> GIVEN EXERCISE: Display each line of the material below that contains the string "tile", with case counting.

> DATA IN THIS EXERCISE:
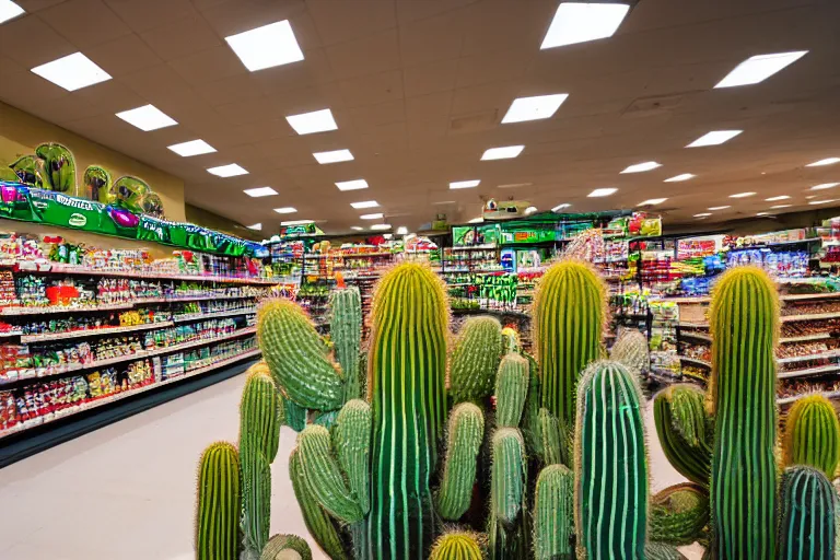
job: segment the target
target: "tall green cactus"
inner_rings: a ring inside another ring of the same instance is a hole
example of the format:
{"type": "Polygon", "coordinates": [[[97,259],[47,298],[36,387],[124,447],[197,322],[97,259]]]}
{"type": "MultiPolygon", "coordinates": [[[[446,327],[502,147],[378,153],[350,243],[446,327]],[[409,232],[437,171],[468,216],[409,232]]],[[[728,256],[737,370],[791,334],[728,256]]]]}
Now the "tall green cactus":
{"type": "Polygon", "coordinates": [[[238,560],[241,497],[236,447],[211,444],[198,467],[197,560],[238,560]]]}
{"type": "Polygon", "coordinates": [[[271,375],[287,398],[303,408],[341,407],[343,378],[300,306],[285,299],[264,302],[257,311],[257,334],[271,375]]]}
{"type": "Polygon", "coordinates": [[[833,560],[838,497],[819,469],[791,467],[782,476],[781,560],[833,560]]]}
{"type": "Polygon", "coordinates": [[[464,322],[450,368],[450,395],[455,402],[478,402],[493,390],[502,354],[502,325],[493,317],[464,322]]]}
{"type": "Polygon", "coordinates": [[[537,478],[534,558],[574,560],[574,472],[563,465],[549,465],[537,478]]]}
{"type": "Polygon", "coordinates": [[[574,422],[578,378],[602,354],[605,293],[598,275],[576,260],[553,265],[537,288],[534,341],[541,405],[567,425],[574,422]]]}
{"type": "Polygon", "coordinates": [[[840,460],[840,421],[831,401],[819,394],[797,400],[784,423],[784,463],[810,465],[833,477],[840,460]]]}
{"type": "Polygon", "coordinates": [[[672,385],[656,395],[653,416],[662,451],[687,479],[709,488],[714,429],[696,385],[672,385]]]}
{"type": "Polygon", "coordinates": [[[508,354],[499,364],[495,377],[495,424],[516,428],[528,396],[528,361],[508,354]]]}
{"type": "Polygon", "coordinates": [[[380,279],[372,313],[369,556],[424,560],[434,537],[430,477],[446,419],[443,282],[429,267],[397,265],[380,279]]]}
{"type": "Polygon", "coordinates": [[[767,560],[775,556],[775,287],[760,268],[734,268],[718,281],[710,317],[712,551],[767,560]]]}
{"type": "Polygon", "coordinates": [[[438,513],[444,520],[457,521],[469,508],[483,435],[485,417],[480,408],[462,402],[452,409],[446,431],[446,458],[438,491],[438,513]]]}
{"type": "Polygon", "coordinates": [[[359,288],[335,290],[329,296],[329,336],[336,360],[345,373],[345,399],[362,396],[359,377],[359,349],[362,346],[362,299],[359,288]]]}
{"type": "Polygon", "coordinates": [[[638,378],[618,362],[584,372],[575,430],[575,525],[586,558],[644,558],[648,457],[638,378]]]}

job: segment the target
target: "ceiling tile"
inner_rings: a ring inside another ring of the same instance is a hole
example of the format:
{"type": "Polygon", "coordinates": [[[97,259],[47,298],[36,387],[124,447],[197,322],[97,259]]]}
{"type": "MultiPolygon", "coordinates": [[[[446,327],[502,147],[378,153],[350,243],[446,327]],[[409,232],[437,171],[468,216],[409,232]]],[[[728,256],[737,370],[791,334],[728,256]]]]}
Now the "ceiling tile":
{"type": "Polygon", "coordinates": [[[394,0],[308,0],[324,45],[335,45],[397,26],[394,0]]]}
{"type": "Polygon", "coordinates": [[[131,33],[102,0],[69,0],[38,12],[38,18],[80,49],[131,33]]]}

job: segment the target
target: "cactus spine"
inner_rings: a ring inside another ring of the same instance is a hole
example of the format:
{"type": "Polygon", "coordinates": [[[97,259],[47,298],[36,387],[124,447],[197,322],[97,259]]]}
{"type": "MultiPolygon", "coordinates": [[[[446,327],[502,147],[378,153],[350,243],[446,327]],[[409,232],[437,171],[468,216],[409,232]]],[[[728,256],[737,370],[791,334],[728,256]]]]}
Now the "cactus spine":
{"type": "Polygon", "coordinates": [[[775,556],[775,287],[760,268],[734,268],[719,280],[710,317],[712,552],[766,560],[775,556]]]}
{"type": "Polygon", "coordinates": [[[831,402],[822,395],[797,400],[784,424],[784,463],[810,465],[835,476],[840,460],[840,421],[831,402]]]}
{"type": "Polygon", "coordinates": [[[478,538],[470,533],[447,533],[434,544],[429,560],[481,560],[478,538]]]}
{"type": "Polygon", "coordinates": [[[574,422],[578,378],[600,358],[605,289],[581,261],[563,260],[539,281],[534,341],[541,369],[541,405],[567,425],[574,422]]]}
{"type": "Polygon", "coordinates": [[[575,525],[586,558],[644,558],[648,457],[638,380],[617,362],[584,372],[575,430],[575,525]]]}
{"type": "Polygon", "coordinates": [[[779,558],[832,560],[837,523],[837,492],[814,467],[796,466],[782,476],[779,558]]]}
{"type": "Polygon", "coordinates": [[[310,317],[294,302],[275,299],[257,312],[262,355],[283,395],[303,408],[336,410],[345,401],[341,374],[310,317]]]}
{"type": "Polygon", "coordinates": [[[198,467],[197,560],[237,560],[241,498],[236,447],[211,444],[198,467]]]}
{"type": "Polygon", "coordinates": [[[368,368],[373,408],[369,557],[425,559],[434,535],[429,479],[446,419],[448,310],[442,281],[406,262],[380,279],[368,368]]]}
{"type": "Polygon", "coordinates": [[[345,374],[345,399],[361,397],[359,348],[362,345],[362,300],[355,287],[334,291],[329,296],[329,336],[336,360],[345,374]]]}
{"type": "Polygon", "coordinates": [[[528,396],[528,361],[508,354],[499,364],[495,378],[495,424],[516,428],[528,396]]]}
{"type": "Polygon", "coordinates": [[[483,435],[485,417],[480,408],[462,402],[452,410],[446,433],[446,459],[438,492],[438,513],[444,520],[457,521],[469,508],[483,435]]]}
{"type": "Polygon", "coordinates": [[[450,368],[455,402],[478,402],[493,390],[502,354],[502,325],[493,317],[470,317],[460,327],[450,368]]]}
{"type": "Polygon", "coordinates": [[[550,465],[537,478],[535,560],[574,560],[574,472],[550,465]]]}

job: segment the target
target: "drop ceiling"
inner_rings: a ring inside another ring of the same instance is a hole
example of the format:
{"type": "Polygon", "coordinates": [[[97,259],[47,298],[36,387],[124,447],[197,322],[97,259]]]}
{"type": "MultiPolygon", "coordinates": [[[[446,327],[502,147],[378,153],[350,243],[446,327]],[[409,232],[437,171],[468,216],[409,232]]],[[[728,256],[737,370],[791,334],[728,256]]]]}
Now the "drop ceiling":
{"type": "Polygon", "coordinates": [[[840,156],[837,1],[641,0],[611,38],[546,50],[558,0],[16,2],[27,13],[0,25],[0,100],[182,177],[187,202],[266,233],[293,219],[370,228],[350,206],[368,200],[376,223],[411,230],[435,213],[467,221],[487,198],[569,211],[667,198],[666,226],[840,206],[840,187],[808,190],[840,182],[840,164],[806,166],[840,156]],[[249,72],[224,40],[284,20],[302,61],[249,72]],[[809,52],[765,82],[713,89],[751,56],[792,50],[809,52]],[[30,71],[75,51],[113,79],[68,92],[30,71]],[[501,124],[515,98],[560,93],[551,118],[501,124]],[[177,126],[143,132],[115,116],[147,104],[177,126]],[[337,130],[299,136],[285,119],[325,108],[337,130]],[[711,130],[744,132],[685,148],[711,130]],[[167,149],[196,139],[217,151],[167,149]],[[525,148],[480,161],[508,145],[525,148]],[[313,156],[345,149],[352,161],[313,156]],[[248,174],[207,172],[233,163],[248,174]],[[664,183],[684,173],[696,177],[664,183]],[[336,187],[354,179],[369,188],[336,187]],[[244,192],[257,187],[278,195],[244,192]],[[606,187],[618,190],[587,197],[606,187]]]}

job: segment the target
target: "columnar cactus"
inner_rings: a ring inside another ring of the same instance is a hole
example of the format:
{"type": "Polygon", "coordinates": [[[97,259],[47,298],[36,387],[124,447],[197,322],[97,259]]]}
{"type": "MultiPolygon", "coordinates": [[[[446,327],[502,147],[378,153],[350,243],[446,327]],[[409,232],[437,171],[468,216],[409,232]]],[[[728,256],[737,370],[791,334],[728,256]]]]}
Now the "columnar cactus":
{"type": "Polygon", "coordinates": [[[335,410],[345,402],[343,378],[308,315],[275,299],[257,311],[262,355],[283,395],[303,408],[335,410]]]}
{"type": "Polygon", "coordinates": [[[778,558],[836,558],[838,497],[822,471],[806,466],[785,470],[780,509],[778,558]]]}
{"type": "Polygon", "coordinates": [[[564,260],[539,281],[534,342],[541,368],[541,406],[561,422],[574,422],[581,372],[602,355],[606,315],[604,282],[582,261],[564,260]]]}
{"type": "Polygon", "coordinates": [[[718,282],[710,317],[712,551],[766,560],[775,556],[775,287],[760,268],[734,268],[718,282]]]}
{"type": "Polygon", "coordinates": [[[537,478],[534,558],[574,560],[574,472],[563,465],[549,465],[537,478]]]}
{"type": "Polygon", "coordinates": [[[438,491],[438,513],[444,520],[457,521],[469,508],[483,435],[485,417],[480,408],[462,402],[452,409],[446,432],[446,459],[438,491]]]}
{"type": "Polygon", "coordinates": [[[696,385],[672,385],[654,398],[653,415],[670,464],[687,479],[708,488],[714,430],[704,401],[705,394],[696,385]]]}
{"type": "Polygon", "coordinates": [[[810,465],[833,477],[840,460],[840,421],[822,395],[797,400],[784,424],[784,463],[810,465]]]}
{"type": "Polygon", "coordinates": [[[361,394],[359,349],[362,345],[362,300],[359,288],[334,291],[329,296],[329,336],[335,345],[336,360],[345,373],[345,399],[361,394]]]}
{"type": "Polygon", "coordinates": [[[197,560],[238,559],[241,499],[236,447],[211,444],[198,466],[197,560]]]}
{"type": "Polygon", "coordinates": [[[641,389],[617,362],[581,378],[575,430],[575,525],[586,558],[644,558],[648,457],[641,389]]]}
{"type": "Polygon", "coordinates": [[[470,317],[452,351],[450,394],[455,402],[480,401],[493,390],[502,354],[502,325],[493,317],[470,317]]]}

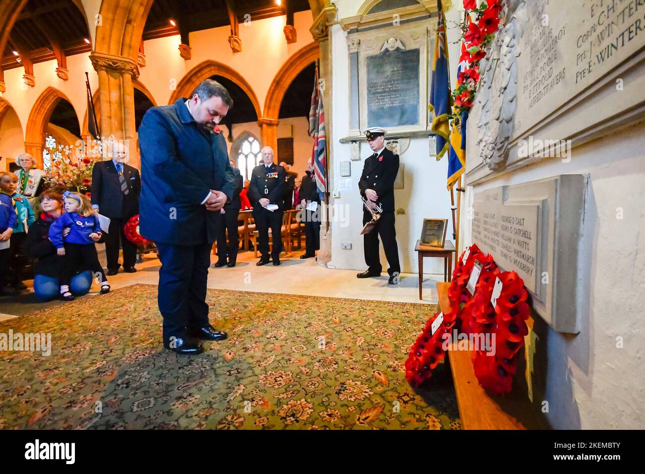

> OUTPUT BELOW:
target: "ceiling tile"
Now the "ceiling tile":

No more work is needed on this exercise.